__AUFGABE__
Setze den Forumsthread über das Mailproblem mit dem Server-Hostnamen dort fort, wo er aufhört.

__DOKUMENTTEXT__
>>
Was kann hier der Fehler sein? Wo kann ich noch suchen?


#### Edit ####
Ich habe nun raus gefunden, dass das Problem nur bei einer Domain besteht. 

Und zwar bei der Domain, die ich auch als hostname für den Server und für ISPCP3 nutze.

Wie kann ich es nun anstellen, dass ich diese Domain auch für Emails nutzen kann?


----------



## Till (28. Aug. 2011)

In einem postfix virtual setup darf der hostname nicht identisch mit einer maildomain sein, siehe perfect setup guide. Deswegen nimmt man als hostnamen immer eine subdomain wie server1.example.com.


----------



## SmileMan (28. Aug. 2011)
<<
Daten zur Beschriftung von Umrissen
>>
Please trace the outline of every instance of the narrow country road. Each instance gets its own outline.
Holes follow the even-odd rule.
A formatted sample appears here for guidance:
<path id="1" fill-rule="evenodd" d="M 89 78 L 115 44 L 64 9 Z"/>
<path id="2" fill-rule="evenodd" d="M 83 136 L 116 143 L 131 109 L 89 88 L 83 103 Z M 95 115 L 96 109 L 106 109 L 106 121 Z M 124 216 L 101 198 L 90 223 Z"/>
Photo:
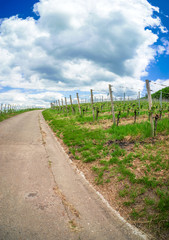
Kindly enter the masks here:
<path id="1" fill-rule="evenodd" d="M 147 239 L 113 211 L 32 111 L 0 123 L 0 240 Z"/>

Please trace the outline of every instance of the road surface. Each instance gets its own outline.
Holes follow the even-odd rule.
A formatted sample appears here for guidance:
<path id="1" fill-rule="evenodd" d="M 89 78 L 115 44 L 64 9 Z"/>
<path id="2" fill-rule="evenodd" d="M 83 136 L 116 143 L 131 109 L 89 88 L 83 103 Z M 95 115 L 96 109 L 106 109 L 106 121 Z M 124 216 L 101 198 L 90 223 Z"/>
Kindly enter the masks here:
<path id="1" fill-rule="evenodd" d="M 0 240 L 147 239 L 72 166 L 41 111 L 0 123 Z"/>

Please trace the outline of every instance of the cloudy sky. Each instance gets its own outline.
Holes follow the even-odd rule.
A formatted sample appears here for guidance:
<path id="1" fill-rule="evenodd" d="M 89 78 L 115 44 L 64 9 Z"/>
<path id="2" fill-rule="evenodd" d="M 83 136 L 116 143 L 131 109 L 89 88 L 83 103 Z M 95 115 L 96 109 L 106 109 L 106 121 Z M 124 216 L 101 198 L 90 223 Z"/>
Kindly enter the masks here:
<path id="1" fill-rule="evenodd" d="M 168 86 L 167 14 L 166 0 L 0 0 L 0 103 Z"/>

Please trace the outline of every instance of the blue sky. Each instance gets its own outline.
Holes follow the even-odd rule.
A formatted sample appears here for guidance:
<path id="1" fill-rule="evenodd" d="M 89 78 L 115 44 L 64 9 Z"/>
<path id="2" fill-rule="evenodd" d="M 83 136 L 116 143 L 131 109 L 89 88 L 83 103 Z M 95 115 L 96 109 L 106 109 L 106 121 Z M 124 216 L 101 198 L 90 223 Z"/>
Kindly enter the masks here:
<path id="1" fill-rule="evenodd" d="M 145 94 L 169 85 L 166 0 L 0 0 L 0 103 Z M 157 84 L 153 84 L 157 83 Z"/>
<<
__ERWARTETE ANTWORT__
Ahh Ok. Reicht es aus wenn ich in den Postfix Konfigs den Hostnamen änder oder muss ich dies auch im ISPConfig und auf dem Sever selbst ändern?


----------



## Till (29. Aug. 2011)

Es reicht wenn Du es in der postfix config machst, ich würde Dir aber empfehlen ihn auch im System zu ändern, das ist meist besser vom "antispam" Rating. Aber denk daran dass Du den Hostnamen dann auch im DNS erzeugen musst.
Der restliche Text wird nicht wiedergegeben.